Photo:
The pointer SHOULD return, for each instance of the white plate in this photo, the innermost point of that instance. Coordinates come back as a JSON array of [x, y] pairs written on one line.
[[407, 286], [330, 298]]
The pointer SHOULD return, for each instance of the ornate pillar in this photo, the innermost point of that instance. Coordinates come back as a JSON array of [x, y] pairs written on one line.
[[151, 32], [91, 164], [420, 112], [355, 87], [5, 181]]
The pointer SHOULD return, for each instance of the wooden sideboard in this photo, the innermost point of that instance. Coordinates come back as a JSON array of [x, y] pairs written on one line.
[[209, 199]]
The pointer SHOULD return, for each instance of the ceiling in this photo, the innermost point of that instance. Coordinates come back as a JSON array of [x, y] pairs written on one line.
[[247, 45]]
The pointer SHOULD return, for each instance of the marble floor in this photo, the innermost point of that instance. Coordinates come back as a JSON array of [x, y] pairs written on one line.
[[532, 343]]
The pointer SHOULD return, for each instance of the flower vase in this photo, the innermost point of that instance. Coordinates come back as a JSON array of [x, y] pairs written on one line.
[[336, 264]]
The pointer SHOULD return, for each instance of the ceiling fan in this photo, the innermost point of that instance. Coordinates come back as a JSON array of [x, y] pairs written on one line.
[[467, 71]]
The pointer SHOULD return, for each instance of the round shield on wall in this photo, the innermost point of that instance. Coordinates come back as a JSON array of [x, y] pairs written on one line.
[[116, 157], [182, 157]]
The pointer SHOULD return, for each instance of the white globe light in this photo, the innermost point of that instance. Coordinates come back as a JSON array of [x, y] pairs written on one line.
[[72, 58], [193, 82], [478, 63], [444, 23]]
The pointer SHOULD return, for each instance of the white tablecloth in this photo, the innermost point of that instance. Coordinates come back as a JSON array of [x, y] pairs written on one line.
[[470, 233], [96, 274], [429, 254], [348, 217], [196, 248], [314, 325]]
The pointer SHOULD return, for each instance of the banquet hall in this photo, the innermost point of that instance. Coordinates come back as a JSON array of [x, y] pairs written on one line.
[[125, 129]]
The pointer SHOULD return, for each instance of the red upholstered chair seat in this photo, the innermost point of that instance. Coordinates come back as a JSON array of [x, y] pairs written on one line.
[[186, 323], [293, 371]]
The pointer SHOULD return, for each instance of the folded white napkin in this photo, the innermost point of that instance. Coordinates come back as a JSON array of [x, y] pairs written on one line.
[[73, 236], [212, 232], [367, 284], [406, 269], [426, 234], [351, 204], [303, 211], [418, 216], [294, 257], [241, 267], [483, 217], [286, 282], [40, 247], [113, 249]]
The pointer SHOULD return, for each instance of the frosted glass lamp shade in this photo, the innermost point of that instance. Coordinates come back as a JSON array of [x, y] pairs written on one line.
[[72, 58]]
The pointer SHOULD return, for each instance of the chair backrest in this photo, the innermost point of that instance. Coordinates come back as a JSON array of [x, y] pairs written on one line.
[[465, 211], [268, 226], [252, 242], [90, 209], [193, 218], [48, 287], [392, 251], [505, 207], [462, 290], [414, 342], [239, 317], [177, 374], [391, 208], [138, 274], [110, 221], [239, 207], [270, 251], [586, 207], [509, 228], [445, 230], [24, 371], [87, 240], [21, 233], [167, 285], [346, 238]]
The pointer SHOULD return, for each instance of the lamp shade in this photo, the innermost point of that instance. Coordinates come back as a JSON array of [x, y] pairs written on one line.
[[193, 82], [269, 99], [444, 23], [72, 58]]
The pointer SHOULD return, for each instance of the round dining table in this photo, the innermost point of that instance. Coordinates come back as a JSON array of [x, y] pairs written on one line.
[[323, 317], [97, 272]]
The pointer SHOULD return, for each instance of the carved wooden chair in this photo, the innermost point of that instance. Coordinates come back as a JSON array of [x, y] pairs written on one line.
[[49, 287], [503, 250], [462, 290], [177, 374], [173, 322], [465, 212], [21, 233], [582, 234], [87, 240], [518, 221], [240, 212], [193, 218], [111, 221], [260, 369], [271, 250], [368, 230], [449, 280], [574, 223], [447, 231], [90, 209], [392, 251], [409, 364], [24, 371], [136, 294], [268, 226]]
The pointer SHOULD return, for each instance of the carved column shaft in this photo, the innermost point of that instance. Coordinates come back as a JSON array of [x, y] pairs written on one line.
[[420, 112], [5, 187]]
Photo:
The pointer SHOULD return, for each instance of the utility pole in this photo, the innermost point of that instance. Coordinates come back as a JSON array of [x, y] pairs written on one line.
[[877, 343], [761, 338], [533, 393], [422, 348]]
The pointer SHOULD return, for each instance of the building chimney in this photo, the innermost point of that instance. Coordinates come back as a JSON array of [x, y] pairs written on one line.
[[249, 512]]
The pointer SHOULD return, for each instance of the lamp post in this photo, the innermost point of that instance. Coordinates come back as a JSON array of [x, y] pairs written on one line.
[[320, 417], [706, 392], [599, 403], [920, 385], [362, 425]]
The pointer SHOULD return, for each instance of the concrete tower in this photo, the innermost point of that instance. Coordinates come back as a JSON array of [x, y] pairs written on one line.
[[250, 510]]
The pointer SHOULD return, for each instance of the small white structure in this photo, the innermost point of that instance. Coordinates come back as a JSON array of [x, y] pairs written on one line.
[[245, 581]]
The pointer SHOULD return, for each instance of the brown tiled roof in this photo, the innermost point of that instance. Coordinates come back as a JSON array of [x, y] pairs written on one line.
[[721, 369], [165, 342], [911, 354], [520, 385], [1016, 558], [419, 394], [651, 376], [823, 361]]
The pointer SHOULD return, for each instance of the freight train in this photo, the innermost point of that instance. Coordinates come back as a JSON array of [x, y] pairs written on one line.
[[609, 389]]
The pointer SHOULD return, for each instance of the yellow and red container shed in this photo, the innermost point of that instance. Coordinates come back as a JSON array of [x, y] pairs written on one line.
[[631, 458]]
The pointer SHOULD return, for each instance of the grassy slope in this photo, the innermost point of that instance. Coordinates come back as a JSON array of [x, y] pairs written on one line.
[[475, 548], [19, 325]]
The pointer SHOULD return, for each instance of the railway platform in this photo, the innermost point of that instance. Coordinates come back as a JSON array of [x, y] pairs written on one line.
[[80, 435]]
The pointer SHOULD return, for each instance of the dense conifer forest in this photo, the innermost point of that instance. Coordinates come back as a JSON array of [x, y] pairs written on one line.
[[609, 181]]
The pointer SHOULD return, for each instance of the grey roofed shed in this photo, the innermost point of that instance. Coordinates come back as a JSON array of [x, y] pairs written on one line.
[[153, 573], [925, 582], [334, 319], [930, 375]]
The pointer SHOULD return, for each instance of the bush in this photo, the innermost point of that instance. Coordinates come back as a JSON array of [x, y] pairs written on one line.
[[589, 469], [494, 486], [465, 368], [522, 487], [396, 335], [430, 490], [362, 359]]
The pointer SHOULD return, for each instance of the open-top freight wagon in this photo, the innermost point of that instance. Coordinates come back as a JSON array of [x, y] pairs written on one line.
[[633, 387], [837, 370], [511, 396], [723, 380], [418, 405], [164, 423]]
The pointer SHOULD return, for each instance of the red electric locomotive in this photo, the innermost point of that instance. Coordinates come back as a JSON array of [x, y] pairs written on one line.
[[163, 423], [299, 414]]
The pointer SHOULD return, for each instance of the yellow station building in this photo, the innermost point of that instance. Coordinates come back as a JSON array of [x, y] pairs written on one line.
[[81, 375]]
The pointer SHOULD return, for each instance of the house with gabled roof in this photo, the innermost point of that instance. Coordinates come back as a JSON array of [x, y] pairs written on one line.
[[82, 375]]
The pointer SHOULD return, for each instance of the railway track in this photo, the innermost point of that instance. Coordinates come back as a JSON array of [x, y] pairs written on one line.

* * * * * * * * *

* [TASK DESCRIPTION] The material is to be written out again in full, with no word altered.

* [FINAL ANSWER]
Photo:
The pointer SHOULD return, for each instance of the white plate in this photo, the innermost point of that instance. Coordinates come back as a JSON array of [x, y] pairs written on one line.
[[407, 286], [330, 298]]
The pointer SHOULD return, for each instance of the ornate pillar in this photo, the innermost point of that instance. Coordinates come back as a JSON array of [x, y] pairs written on one line.
[[151, 32], [91, 164], [420, 112], [355, 87], [5, 181]]
The pointer SHOULD return, for each instance of the wooden sideboard in this photo, the innermost point of that instance. Coordinates come back as a JSON array of [x, y] pairs written on one line.
[[209, 199]]
The pointer SHOULD return, for each instance of the ceiling in this photo, the innermost point of that instance. Coordinates come back as a JSON array of [x, y] pairs written on one line.
[[247, 45]]
The pointer SHOULD return, for each instance of the marble floor in this photo, the innermost point of that instance. Coordinates come back as a JSON array of [x, y] pairs written on one line.
[[532, 343]]
The pointer SHOULD return, for each instance of the flower vase in this photo, the innermost point of that instance. Coordinates come back as a JSON array of [x, y] pairs written on one line.
[[336, 264]]
The pointer SHOULD return, for each instance of the ceiling fan in this photo, the innermost point of that instance. Coordinates come back as a JSON array of [x, y] pairs written on one line.
[[467, 71]]
The pointer SHOULD return, for each instance of the round shield on wall in this photo, the innermost point of that instance. Coordinates come back as a JSON array of [x, y] pairs written on one line.
[[116, 157], [182, 157]]
The pointer SHOULD return, for each instance of the white globe light in this photo, the innermost point of that instance. Coordinates come back as a JSON array of [x, y] pairs written on one line.
[[72, 58], [193, 82], [478, 63], [444, 23]]
The pointer SHOULD return, for each instance of the white tablecloth in this photo, the innermost point of that instance. Coordinates come back as a JSON array of [x, y] pairs written on one line.
[[470, 233], [96, 274], [429, 254], [348, 217], [196, 248], [314, 325]]
The pointer SHOULD return, for each instance of the banquet hall in this photo, the innermost point of that instance. Coordinates come back as a JSON array of [x, y] pairs written on one line.
[[125, 129]]
The pointer SHOULD return, for each instance of the red upholstered chair seat in this photo, the innermost point of that instance. Coordinates come back as a JSON array of [x, y] pairs written on one line.
[[186, 323], [293, 371]]
The pointer SHOULD return, for each instance of the folded white napkin in this photo, the innermost point of that instance. Coordinates come back as a JSON array of [x, y] pairs written on one line.
[[73, 236], [212, 232], [367, 284], [406, 269], [426, 234], [351, 204], [303, 211], [418, 216], [294, 257], [241, 267], [483, 217], [286, 282], [40, 247], [113, 249]]
The pointer SHOULD return, for each instance of the frosted glass lamp shade in this photo, the innermost point of that instance. Coordinates come back as a JSON array of [x, y] pairs written on one line.
[[72, 58]]
The pointer SHOULD return, for each instance of the chair backrest in this photo, the innermost point of that instance. Coordinates come back as a JSON array of [x, y] pairs written on one line.
[[465, 211], [268, 226], [252, 242], [90, 209], [193, 218], [48, 287], [392, 251], [505, 207], [462, 290], [414, 342], [239, 317], [177, 374], [391, 208], [138, 274], [110, 221], [239, 207], [270, 251], [586, 207], [509, 228], [445, 230], [24, 371], [87, 240], [21, 233], [167, 285], [346, 238]]
The pointer SHOULD return, for each instance of the lamp shade in this photo, the innermost point of that instance. Coordinates come back as a JSON array of [x, y] pairs written on one line.
[[193, 82], [269, 99], [444, 23], [72, 58]]
The pointer SHOULD return, for each instance of the round dining table in this photo, the innermost point of that instance. Coordinates come back as a JSON array of [x, y] pairs written on one line.
[[323, 317], [97, 272]]
The pointer SHOULD return, for each instance of the carved wooden chair in this photo, the innermost point of that instance. Coordinates come back as a JSON array of [x, y] pairs written on one line.
[[49, 287], [503, 250], [462, 290], [177, 374], [173, 322], [465, 212], [21, 233], [582, 234], [87, 240], [518, 221], [240, 212], [193, 218], [111, 221], [260, 369], [271, 250], [368, 230], [449, 280], [574, 223], [447, 231], [90, 209], [392, 251], [409, 364], [24, 371], [136, 294], [268, 226]]
The pointer SHOULD return, for each instance of the carved column shaft in this photo, the innermost point of that instance. Coordinates come back as a JSON array of [x, y] pairs written on one line.
[[420, 112], [5, 187]]
Photo:
The pointer SHOULD return, for each instance of the utility pole in this photo, the innermost point of that instance. Coordinates come back as a JSON array of [x, y] pairs written on one line.
[[877, 343], [761, 338], [533, 393], [422, 348]]
The pointer SHOULD return, for each instance of the building chimney in this photo, the innermost point of that instance. Coordinates come back as a JSON array of [x, y] pairs written on one line.
[[249, 512]]
The pointer SHOULD return, for each instance of the lamp post in this photo, the innermost point of that instance. Coordinates come back as a JSON array of [x, y] pairs written on one line.
[[320, 417], [706, 392], [599, 403], [920, 385], [362, 425]]
The pointer SHOULD return, for each instance of the concrete tower in this photo, the innermost point of that instance. Coordinates come back as a JSON array of [x, y] pairs written on one line.
[[250, 510]]
The pointer SHOULD return, for each instance of the small white structure in this photo, the innermost point of that instance. Coordinates come back as a JSON array of [x, y] pairs written on one line.
[[245, 581]]
The pointer SHOULD return, for each instance of the brown tiled roof in this photo, the innermost point of that instance. Coordinates come back as a JSON array of [x, y] pairs written on one line.
[[721, 369], [165, 342], [911, 354], [520, 385], [1016, 558], [419, 394], [651, 376], [823, 361]]
The pointer SHOULD return, for each instance of the freight train in this photo, the innermost point of that instance. Coordinates come back as a JSON array of [x, y] pairs written on one line.
[[609, 389]]
The pointer SHOULD return, for each instance of the yellow and red container shed in this photo, the innermost point of that instance. Coordinates come back as a JSON array of [x, y] pairs written on one line.
[[631, 458]]
The pointer SHOULD return, for each instance of the grassy slope in this photo, the innermost point of that instance. Coordinates come back as a JSON array of [x, y] pairs written on one line.
[[475, 548], [19, 325]]
The pointer SHOULD return, for each instance of the railway platform in this photo, the innermost point of that instance. Coordinates come back as a JSON array of [x, y] pairs written on one line.
[[80, 435]]
The pointer SHOULD return, for each instance of the dense conifer forest in this photo, the innermost point of that instance. Coordinates come back as a JSON array of [x, y] pairs written on one line.
[[609, 181]]
The pointer SHOULD return, for each instance of the grey roofed shed in this photo, the innermost point of that instance. Coordinates come back as a JSON array of [x, y] pairs written on one line.
[[153, 573], [925, 582], [334, 319], [930, 375]]
The pointer SHOULD return, for each instance of the bush in this photo, the innermost point of that instance. Coordinates come back as a JSON array of [x, y] pairs written on one line.
[[589, 469], [494, 486], [465, 368], [522, 487], [396, 335], [430, 490], [362, 359]]
The pointer SHOULD return, for each instance of the open-top freight wagon in this photo, the innermost point of that instance. Coordinates come back as a JSON array of [x, y] pairs written on one line.
[[633, 387], [837, 370], [511, 396], [723, 380], [418, 405], [164, 423]]
The pointer SHOULD return, for each instance of the red electric locomotive in this photo, the innermost point of that instance. Coordinates come back as a JSON array of [x, y] pairs written on one line.
[[163, 423], [299, 414]]
The pointer SHOULD return, for each instance of the yellow station building in this photo, the innermost point of that instance. Coordinates come back as a JSON array of [x, y] pairs written on one line.
[[81, 375]]
The pointer SHOULD return, for each instance of the house with gabled roof in this photo, the innermost point of that instance. Coordinates come back as a JSON array of [x, y] pairs written on one line.
[[82, 375]]
The pointer SHOULD return, for each instance of the railway track in this photo, the innermost point of that instance. Coordinates come back as a JSON array of [x, y] pairs written on one line.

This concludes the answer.